§ Exercise instructions
Edit the passage of the tweet-analysis text that opens with the words containing "When there is" and closes with "analysis were identified.": write it out again, replacing "influencers" with "opinion leaders".

§ Source document
Tweets are voluminous and text rich. Mining this information, defining the business use case and the insights required is a challenge. The US 2016 Elections took the attention of the world during this time. This project analyses tweets for top US elections #tags. On the day of 2016 US presidential election, Twitter proved to be the largest source of breaking news with 40 million tweets.
Objective
Using Visual Analytics techniques and applications, we want to answer these question.
- What were the key ideas in the tweets, namely #tags that were most mentioned?
- To which users, @mentions in the twitter network, did these #tags relate to? In the given tweets, compare and analyse the association between the #tags and the @mentions.
Review and critic on past works
There are a number of free Twitter analytics and visualization tools available online. In particular interest of analyzing social networks, they provide options such as analyzing one's Twitter network, visualizing the followers on a map, statistics on user mentions, communication between users. However, availability of a interactive custom application in R, to understand the association between #tags and @mentions is uncommon. It is more important to see the connections between #tags, which represent all elements within the subject of interest. 
When there is a key political event for instance, the influences on the social networks can cause high impact to change directions. It will be of great value to identify prominent users or influencers towards whom key issues are directed. An interactive visual application with elements such as network graphs, can best help see this. 
Data
Downloaded 19K tweets from www.followthehashtag.com for popular US elections 2016 hashtags. Apart from the actual tweet content, the data had other attributes such as, associated #tag, @mentions, frequency of retweets, media mentions and location.
With some study, the key attributes for Visual analysis were identified.
- #tags
- @mentions
- tweet content
Design framework
Word Cloud
Word Cloud is famously described as “the mullets of the Internet“. However, it can be useful when trying to reveal repeated themes or words. Furthermore, it is engaging and the results can be understood quickly.

§ Data extract

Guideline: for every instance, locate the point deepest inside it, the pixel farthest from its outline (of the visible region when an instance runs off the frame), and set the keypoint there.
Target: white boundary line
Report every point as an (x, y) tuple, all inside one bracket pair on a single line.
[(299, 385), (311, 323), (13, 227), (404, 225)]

§ Response for this exercise
When there is a key political event for instance, the influences on the social networks can cause high impact to change directions. It will be of great value to identify prominent users or opinion leaders towards whom key issues are directed. An interactive visual application with elements such as network graphs, can best help see this. 
Data
Downloaded 19K tweets from www.followthehashtag.com for popular US elections 2016 hashtags. Apart from the actual tweet content, the data had other attributes such as, associated #tag, @mentions, frequency of retweets, media mentions and location.
With some study, the key attributes for Visual analysis were identified.